----- Records provided -----
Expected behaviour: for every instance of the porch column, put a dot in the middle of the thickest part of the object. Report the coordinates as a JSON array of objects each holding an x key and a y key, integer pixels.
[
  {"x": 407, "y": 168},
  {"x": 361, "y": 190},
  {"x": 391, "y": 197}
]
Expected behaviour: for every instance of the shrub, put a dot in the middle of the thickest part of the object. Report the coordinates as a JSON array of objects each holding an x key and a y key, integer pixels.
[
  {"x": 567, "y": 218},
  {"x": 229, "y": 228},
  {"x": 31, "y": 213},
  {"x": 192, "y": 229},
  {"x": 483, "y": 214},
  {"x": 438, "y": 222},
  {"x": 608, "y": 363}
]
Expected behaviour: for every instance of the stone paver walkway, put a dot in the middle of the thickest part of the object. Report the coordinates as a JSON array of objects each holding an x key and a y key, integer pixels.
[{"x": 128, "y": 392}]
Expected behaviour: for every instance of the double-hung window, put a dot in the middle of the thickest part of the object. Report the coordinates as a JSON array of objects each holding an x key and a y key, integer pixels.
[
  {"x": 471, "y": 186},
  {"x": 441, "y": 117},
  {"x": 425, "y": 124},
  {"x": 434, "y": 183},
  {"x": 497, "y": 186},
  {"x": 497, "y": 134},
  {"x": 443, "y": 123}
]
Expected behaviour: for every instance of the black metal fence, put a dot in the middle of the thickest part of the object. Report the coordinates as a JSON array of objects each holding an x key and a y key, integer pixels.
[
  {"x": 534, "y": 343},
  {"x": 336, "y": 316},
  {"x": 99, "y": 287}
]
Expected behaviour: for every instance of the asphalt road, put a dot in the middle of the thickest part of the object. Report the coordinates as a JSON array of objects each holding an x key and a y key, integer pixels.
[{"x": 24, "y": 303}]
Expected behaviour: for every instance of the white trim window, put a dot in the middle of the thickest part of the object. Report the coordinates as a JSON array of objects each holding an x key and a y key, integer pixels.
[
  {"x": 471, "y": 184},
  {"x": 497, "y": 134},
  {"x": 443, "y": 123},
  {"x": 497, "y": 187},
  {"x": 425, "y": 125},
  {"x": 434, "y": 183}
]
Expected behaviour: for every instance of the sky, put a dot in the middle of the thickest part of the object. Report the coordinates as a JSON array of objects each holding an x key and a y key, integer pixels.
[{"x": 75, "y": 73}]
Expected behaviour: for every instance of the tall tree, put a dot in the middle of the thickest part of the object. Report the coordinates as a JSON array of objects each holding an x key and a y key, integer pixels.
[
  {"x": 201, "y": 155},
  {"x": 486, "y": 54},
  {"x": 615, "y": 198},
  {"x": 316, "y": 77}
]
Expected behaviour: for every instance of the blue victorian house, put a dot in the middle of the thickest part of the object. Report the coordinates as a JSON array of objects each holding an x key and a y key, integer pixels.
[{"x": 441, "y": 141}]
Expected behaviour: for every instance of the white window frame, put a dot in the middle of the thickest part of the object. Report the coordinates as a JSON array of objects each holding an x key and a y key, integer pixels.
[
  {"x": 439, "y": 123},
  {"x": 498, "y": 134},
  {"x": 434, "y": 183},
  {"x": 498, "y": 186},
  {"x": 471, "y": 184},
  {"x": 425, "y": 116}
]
-----
Work to do: Copy out every line from the one containing "Expected behaviour: for every instance of the blue" to the end of the material, both ends included.

Response:
Expected behaviour: for every instance of the blue victorian house, put a dot in the middle of the thickest part of the object. Report the coordinates as a JSON array of objects each holding an x key and a y key, integer pixels.
[{"x": 441, "y": 141}]
Expected behaviour: for every instance of the white window frame, put a dot in the middle of the thickest part of the object. Report the coordinates as a JSON array of objects each holding an x key and a y key, integer pixels.
[
  {"x": 439, "y": 123},
  {"x": 498, "y": 134},
  {"x": 434, "y": 183},
  {"x": 498, "y": 186},
  {"x": 471, "y": 184},
  {"x": 425, "y": 116}
]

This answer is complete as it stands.